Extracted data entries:

------------

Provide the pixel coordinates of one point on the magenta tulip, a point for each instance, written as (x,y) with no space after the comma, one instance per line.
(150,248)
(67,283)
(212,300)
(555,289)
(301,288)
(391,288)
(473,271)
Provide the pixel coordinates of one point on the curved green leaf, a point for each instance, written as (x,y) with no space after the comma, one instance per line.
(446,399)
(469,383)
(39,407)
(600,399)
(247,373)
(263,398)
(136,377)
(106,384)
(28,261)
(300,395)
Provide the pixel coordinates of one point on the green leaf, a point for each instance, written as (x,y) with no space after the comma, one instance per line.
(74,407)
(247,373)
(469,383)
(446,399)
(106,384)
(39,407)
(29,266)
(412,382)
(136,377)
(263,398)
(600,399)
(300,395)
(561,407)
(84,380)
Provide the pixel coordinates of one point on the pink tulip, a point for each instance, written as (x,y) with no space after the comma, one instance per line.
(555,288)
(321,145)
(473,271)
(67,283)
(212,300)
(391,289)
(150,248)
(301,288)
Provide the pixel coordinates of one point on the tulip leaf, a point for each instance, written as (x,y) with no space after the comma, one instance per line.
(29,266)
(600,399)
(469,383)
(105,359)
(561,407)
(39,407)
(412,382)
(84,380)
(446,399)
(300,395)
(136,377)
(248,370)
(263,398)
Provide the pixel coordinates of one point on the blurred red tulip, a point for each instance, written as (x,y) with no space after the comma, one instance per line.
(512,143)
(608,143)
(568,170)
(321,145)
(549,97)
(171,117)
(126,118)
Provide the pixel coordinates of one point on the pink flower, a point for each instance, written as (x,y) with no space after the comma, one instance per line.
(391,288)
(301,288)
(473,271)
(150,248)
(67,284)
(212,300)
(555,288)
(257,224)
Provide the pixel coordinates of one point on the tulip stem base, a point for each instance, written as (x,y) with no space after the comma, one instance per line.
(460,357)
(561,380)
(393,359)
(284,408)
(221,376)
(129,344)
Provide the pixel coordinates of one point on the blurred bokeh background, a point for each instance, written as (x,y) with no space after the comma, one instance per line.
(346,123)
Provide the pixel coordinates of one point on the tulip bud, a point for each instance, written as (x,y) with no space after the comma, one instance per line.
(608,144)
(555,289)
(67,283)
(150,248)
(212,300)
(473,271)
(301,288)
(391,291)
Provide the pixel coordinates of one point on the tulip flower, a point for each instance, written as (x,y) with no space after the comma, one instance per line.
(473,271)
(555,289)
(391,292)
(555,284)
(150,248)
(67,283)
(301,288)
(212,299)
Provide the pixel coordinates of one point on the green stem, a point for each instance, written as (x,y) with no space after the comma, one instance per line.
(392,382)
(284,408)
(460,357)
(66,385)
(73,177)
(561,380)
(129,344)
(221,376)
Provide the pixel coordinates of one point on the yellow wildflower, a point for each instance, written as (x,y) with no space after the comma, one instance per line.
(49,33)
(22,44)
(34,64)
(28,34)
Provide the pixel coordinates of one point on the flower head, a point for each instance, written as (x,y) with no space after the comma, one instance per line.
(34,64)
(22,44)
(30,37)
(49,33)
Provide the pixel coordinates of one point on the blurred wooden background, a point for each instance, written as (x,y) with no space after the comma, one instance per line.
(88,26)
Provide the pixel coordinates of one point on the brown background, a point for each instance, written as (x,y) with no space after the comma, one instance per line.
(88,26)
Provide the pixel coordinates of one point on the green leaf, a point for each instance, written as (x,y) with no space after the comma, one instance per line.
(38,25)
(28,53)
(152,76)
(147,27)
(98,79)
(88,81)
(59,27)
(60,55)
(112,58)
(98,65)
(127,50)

------------

● Work task: Every entry must be retyped in full, exactly as given.

● Response area:
Provide the pixel coordinates of one point on the magenta tulip, a point for each instance, written as (x,y) with no space after the comma, one instance per line.
(150,248)
(67,283)
(212,300)
(555,289)
(301,288)
(391,288)
(473,271)
Provide the pixel coordinates of one point on the curved green leaf, a point for each instance, written as (x,y) with no space after the comma, one instance per line.
(446,399)
(469,383)
(39,407)
(600,399)
(247,373)
(263,398)
(136,377)
(106,384)
(28,261)
(300,395)
Provide the pixel coordinates of one point on the green leaf, a point for each instance, written as (x,y) with no space after the comma, one instance per line.
(74,407)
(247,373)
(469,383)
(446,399)
(106,384)
(39,407)
(29,266)
(412,382)
(136,377)
(263,398)
(600,399)
(300,395)
(561,407)
(84,380)
Provide the pixel coordinates of one point on the pink tulip, a point for each instance, written as (x,y) with no space after the comma, one instance per line.
(555,288)
(321,145)
(473,271)
(67,283)
(212,300)
(391,289)
(150,248)
(301,288)
Provide the pixel coordinates of one point on the tulip leaf, a point for each instance, written as (x,y) with no space after the comma, one instance per line.
(29,266)
(600,399)
(469,383)
(105,359)
(561,407)
(39,407)
(412,382)
(84,380)
(446,399)
(300,395)
(136,377)
(248,370)
(263,398)
Provide the pixel coordinates of one point on the blurred red tulip, a point for each instance, written as (x,y) with no space after the comma, one instance per line.
(512,143)
(608,143)
(568,170)
(321,145)
(549,97)
(171,117)
(126,118)
Provide the pixel coordinates of one point on the pink flower, a point for each instance, written as (x,y) with no space after the comma, one instance per line.
(391,288)
(301,288)
(473,271)
(150,248)
(67,284)
(212,300)
(555,288)
(257,224)
Provide the pixel coordinates of one point on the tulip stem base, a point for each instance, written as (x,y) with no space after the comma, one instance per line.
(460,357)
(561,380)
(393,359)
(284,408)
(221,376)
(129,344)
Provide the pixel coordinates of one point on the blurred bokeh background, a point for each instance, written as (x,y) with no space after the comma, one instance per line.
(346,123)
Provide the pixel coordinates of one point on the tulip bud, a point for each instance, written as (x,y) with no space after the comma, one instance per line.
(608,144)
(555,289)
(67,283)
(150,248)
(212,300)
(473,271)
(301,288)
(391,291)
Provide the pixel coordinates of one point on the tulip flower, a point for each instance, written as (x,y) with no space after the comma, one instance per line.
(473,271)
(555,289)
(391,292)
(555,284)
(150,248)
(67,283)
(301,288)
(212,299)
Provide the pixel coordinates of one point on the green stem, a point for each instance, written as (x,y) with no space after the comma, one instance per line.
(392,382)
(284,408)
(460,357)
(66,385)
(73,177)
(561,380)
(129,344)
(221,376)
Provide the pixel coordinates of one point on the yellow wildflower, a point for each instance, written as (x,y) with no space after the comma, one instance per line.
(49,33)
(22,44)
(34,64)
(28,34)
Provide the pixel coordinates of one point on the flower head, a point for each instance, written as (x,y) with no space after the comma, one instance per line.
(34,64)
(22,44)
(30,37)
(49,33)
Provide the pixel coordinates of one point on the blurred wooden background, a point for each instance, written as (x,y) with no space after the comma, one instance per line.
(88,26)
Provide the pixel coordinates of one point on the brown background, a point for each instance, written as (x,y) with no space after the comma, one instance per line.
(88,26)
Provide the pixel coordinates of one point on the green leaf, a point for each instance, written as (x,y) with no space after the comma, one instance per line.
(38,25)
(28,53)
(152,76)
(147,27)
(98,79)
(88,81)
(59,27)
(60,55)
(112,58)
(98,65)
(127,50)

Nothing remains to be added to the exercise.